Nothing but the lines from the line with "of the horse's" through the end of the data is to be copied, and each is to be copied exactly.

--

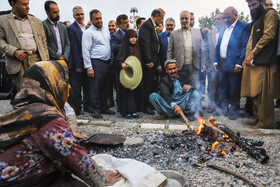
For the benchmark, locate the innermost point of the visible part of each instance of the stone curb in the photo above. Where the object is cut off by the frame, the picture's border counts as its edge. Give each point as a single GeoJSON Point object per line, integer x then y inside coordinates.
{"type": "Point", "coordinates": [173, 127]}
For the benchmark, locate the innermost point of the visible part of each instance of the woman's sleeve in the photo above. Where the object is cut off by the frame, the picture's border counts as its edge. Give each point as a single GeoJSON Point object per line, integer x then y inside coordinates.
{"type": "Point", "coordinates": [56, 141]}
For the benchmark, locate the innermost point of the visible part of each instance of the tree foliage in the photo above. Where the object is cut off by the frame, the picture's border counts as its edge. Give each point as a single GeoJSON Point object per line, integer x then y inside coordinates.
{"type": "Point", "coordinates": [207, 21]}
{"type": "Point", "coordinates": [242, 17]}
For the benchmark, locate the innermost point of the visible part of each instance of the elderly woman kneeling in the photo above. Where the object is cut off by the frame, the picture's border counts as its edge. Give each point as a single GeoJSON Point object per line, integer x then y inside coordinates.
{"type": "Point", "coordinates": [37, 146]}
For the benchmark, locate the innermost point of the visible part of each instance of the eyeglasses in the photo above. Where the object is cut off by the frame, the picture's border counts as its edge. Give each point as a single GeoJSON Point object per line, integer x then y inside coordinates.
{"type": "Point", "coordinates": [79, 14]}
{"type": "Point", "coordinates": [269, 4]}
{"type": "Point", "coordinates": [182, 18]}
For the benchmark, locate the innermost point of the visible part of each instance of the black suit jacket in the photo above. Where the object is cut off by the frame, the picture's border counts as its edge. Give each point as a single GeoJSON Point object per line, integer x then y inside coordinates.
{"type": "Point", "coordinates": [116, 41]}
{"type": "Point", "coordinates": [52, 42]}
{"type": "Point", "coordinates": [148, 43]}
{"type": "Point", "coordinates": [76, 55]}
{"type": "Point", "coordinates": [167, 87]}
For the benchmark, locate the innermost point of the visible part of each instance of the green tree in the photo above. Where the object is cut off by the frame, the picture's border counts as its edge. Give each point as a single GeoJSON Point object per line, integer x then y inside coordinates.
{"type": "Point", "coordinates": [207, 21]}
{"type": "Point", "coordinates": [244, 18]}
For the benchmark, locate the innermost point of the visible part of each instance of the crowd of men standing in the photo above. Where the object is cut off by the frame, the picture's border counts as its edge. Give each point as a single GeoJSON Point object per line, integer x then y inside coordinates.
{"type": "Point", "coordinates": [239, 58]}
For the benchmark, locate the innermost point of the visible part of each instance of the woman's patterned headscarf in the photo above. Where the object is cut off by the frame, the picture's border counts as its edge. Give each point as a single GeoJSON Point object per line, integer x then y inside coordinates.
{"type": "Point", "coordinates": [43, 92]}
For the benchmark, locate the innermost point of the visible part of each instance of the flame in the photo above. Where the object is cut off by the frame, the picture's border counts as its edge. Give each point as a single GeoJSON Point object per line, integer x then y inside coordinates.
{"type": "Point", "coordinates": [214, 145]}
{"type": "Point", "coordinates": [223, 153]}
{"type": "Point", "coordinates": [201, 121]}
{"type": "Point", "coordinates": [226, 137]}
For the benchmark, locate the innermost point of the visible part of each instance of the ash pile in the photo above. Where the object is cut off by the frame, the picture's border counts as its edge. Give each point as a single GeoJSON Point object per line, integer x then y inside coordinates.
{"type": "Point", "coordinates": [177, 150]}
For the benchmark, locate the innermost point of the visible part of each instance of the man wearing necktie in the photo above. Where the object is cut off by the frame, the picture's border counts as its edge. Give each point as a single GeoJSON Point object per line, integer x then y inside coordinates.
{"type": "Point", "coordinates": [229, 55]}
{"type": "Point", "coordinates": [56, 33]}
{"type": "Point", "coordinates": [149, 48]}
{"type": "Point", "coordinates": [186, 47]}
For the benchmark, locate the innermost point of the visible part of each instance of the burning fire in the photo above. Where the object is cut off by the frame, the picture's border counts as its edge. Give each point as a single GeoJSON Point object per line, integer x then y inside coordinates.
{"type": "Point", "coordinates": [222, 152]}
{"type": "Point", "coordinates": [201, 121]}
{"type": "Point", "coordinates": [226, 137]}
{"type": "Point", "coordinates": [214, 145]}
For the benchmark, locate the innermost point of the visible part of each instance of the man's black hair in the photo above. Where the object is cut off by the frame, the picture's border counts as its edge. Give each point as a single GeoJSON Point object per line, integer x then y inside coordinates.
{"type": "Point", "coordinates": [47, 5]}
{"type": "Point", "coordinates": [121, 18]}
{"type": "Point", "coordinates": [138, 21]}
{"type": "Point", "coordinates": [94, 11]}
{"type": "Point", "coordinates": [157, 11]}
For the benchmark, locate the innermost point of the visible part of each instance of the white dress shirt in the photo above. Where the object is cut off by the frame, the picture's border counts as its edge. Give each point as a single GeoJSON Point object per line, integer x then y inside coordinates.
{"type": "Point", "coordinates": [95, 44]}
{"type": "Point", "coordinates": [225, 40]}
{"type": "Point", "coordinates": [83, 27]}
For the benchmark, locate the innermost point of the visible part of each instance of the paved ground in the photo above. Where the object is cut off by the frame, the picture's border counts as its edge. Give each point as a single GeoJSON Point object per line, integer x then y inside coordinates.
{"type": "Point", "coordinates": [239, 161]}
{"type": "Point", "coordinates": [240, 124]}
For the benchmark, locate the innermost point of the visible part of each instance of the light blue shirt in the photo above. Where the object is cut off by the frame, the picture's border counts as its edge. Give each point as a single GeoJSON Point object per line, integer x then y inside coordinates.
{"type": "Point", "coordinates": [95, 44]}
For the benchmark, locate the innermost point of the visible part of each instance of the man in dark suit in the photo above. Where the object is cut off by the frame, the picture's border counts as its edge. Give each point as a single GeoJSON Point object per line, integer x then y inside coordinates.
{"type": "Point", "coordinates": [164, 40]}
{"type": "Point", "coordinates": [229, 55]}
{"type": "Point", "coordinates": [211, 39]}
{"type": "Point", "coordinates": [186, 47]}
{"type": "Point", "coordinates": [149, 48]}
{"type": "Point", "coordinates": [56, 33]}
{"type": "Point", "coordinates": [176, 94]}
{"type": "Point", "coordinates": [116, 41]}
{"type": "Point", "coordinates": [22, 46]}
{"type": "Point", "coordinates": [77, 73]}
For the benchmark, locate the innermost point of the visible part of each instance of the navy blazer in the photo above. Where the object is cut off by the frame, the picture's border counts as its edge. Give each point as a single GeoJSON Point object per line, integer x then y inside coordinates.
{"type": "Point", "coordinates": [163, 49]}
{"type": "Point", "coordinates": [52, 42]}
{"type": "Point", "coordinates": [148, 43]}
{"type": "Point", "coordinates": [236, 47]}
{"type": "Point", "coordinates": [116, 41]}
{"type": "Point", "coordinates": [76, 55]}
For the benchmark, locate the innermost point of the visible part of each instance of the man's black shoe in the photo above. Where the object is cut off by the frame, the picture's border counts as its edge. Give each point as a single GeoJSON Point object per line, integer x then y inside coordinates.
{"type": "Point", "coordinates": [97, 115]}
{"type": "Point", "coordinates": [277, 103]}
{"type": "Point", "coordinates": [89, 110]}
{"type": "Point", "coordinates": [149, 111]}
{"type": "Point", "coordinates": [108, 111]}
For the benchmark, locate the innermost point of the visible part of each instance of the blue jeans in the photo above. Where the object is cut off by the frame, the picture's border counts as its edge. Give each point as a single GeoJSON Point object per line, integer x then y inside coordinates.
{"type": "Point", "coordinates": [189, 103]}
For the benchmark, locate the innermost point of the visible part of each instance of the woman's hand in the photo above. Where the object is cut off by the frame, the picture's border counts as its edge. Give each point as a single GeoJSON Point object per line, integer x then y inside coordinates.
{"type": "Point", "coordinates": [80, 136]}
{"type": "Point", "coordinates": [112, 177]}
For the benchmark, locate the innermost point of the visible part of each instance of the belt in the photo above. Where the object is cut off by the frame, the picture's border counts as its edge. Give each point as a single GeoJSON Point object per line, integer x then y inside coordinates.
{"type": "Point", "coordinates": [32, 52]}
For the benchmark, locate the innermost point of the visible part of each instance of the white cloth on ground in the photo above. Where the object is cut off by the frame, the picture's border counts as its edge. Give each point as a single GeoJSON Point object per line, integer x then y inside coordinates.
{"type": "Point", "coordinates": [135, 173]}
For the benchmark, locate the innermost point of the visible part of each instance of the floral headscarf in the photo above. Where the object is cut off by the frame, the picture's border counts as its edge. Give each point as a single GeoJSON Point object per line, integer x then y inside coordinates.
{"type": "Point", "coordinates": [43, 92]}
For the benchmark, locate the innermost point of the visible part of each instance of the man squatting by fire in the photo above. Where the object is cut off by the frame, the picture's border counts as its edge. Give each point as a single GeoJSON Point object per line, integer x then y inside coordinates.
{"type": "Point", "coordinates": [176, 95]}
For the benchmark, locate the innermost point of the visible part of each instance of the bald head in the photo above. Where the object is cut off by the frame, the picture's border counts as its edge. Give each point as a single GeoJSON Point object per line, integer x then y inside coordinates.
{"type": "Point", "coordinates": [268, 4]}
{"type": "Point", "coordinates": [185, 19]}
{"type": "Point", "coordinates": [230, 15]}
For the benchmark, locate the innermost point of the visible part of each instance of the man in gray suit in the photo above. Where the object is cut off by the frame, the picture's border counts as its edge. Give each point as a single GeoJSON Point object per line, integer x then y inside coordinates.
{"type": "Point", "coordinates": [22, 39]}
{"type": "Point", "coordinates": [186, 47]}
{"type": "Point", "coordinates": [56, 33]}
{"type": "Point", "coordinates": [211, 40]}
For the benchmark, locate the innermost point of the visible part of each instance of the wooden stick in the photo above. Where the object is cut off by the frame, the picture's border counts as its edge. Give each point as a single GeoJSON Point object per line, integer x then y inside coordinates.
{"type": "Point", "coordinates": [186, 120]}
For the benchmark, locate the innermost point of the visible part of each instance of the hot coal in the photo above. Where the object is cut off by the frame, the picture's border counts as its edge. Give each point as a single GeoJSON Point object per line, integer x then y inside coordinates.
{"type": "Point", "coordinates": [165, 151]}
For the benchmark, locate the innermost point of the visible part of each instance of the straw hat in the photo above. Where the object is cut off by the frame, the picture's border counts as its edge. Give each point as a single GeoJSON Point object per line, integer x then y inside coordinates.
{"type": "Point", "coordinates": [131, 77]}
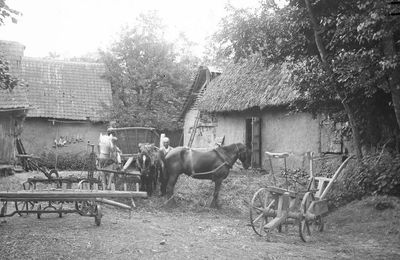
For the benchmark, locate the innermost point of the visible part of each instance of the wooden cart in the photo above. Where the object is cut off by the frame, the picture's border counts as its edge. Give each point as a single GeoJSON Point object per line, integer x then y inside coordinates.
{"type": "Point", "coordinates": [272, 207]}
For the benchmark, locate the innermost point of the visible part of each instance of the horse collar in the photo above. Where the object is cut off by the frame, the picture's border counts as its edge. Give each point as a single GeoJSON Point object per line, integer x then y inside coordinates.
{"type": "Point", "coordinates": [225, 161]}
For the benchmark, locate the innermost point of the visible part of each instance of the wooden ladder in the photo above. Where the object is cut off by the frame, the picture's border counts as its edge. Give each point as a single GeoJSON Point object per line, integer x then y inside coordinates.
{"type": "Point", "coordinates": [198, 114]}
{"type": "Point", "coordinates": [194, 130]}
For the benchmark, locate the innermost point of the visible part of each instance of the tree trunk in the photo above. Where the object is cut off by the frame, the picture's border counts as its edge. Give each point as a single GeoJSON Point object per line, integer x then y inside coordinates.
{"type": "Point", "coordinates": [328, 70]}
{"type": "Point", "coordinates": [394, 77]}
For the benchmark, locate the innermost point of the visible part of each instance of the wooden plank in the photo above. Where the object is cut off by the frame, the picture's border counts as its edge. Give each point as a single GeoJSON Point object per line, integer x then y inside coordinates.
{"type": "Point", "coordinates": [59, 194]}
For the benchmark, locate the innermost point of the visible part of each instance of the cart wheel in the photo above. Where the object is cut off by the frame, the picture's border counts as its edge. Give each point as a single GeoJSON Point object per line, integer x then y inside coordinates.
{"type": "Point", "coordinates": [304, 223]}
{"type": "Point", "coordinates": [23, 205]}
{"type": "Point", "coordinates": [53, 172]}
{"type": "Point", "coordinates": [39, 209]}
{"type": "Point", "coordinates": [27, 185]}
{"type": "Point", "coordinates": [263, 205]}
{"type": "Point", "coordinates": [3, 208]}
{"type": "Point", "coordinates": [98, 216]}
{"type": "Point", "coordinates": [319, 223]}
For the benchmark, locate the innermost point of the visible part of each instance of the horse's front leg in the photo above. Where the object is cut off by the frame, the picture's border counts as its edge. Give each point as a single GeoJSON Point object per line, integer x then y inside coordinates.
{"type": "Point", "coordinates": [173, 178]}
{"type": "Point", "coordinates": [214, 202]}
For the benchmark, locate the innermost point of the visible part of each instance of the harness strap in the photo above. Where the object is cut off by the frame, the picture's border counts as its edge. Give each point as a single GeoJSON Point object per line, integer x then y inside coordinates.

--

- Solution to this exercise -
For the benchmark, locate the innermost point of the visible part of each instance of the horse's front leg in the photo above. Where the object is cut off by the frame, the picture's border counts as its edge. Give each point as a single GeoJSON Point object per line, integer x then y inside coordinates.
{"type": "Point", "coordinates": [173, 178]}
{"type": "Point", "coordinates": [214, 202]}
For the benchmark, locate the innermost point of the visible part of each instance of the harness strap in the photo above. Where the object is cut off by the frame, the picture's border counts as its edge. Give each point as a single GeoJSON Point object per line, integer x then y inside coordinates.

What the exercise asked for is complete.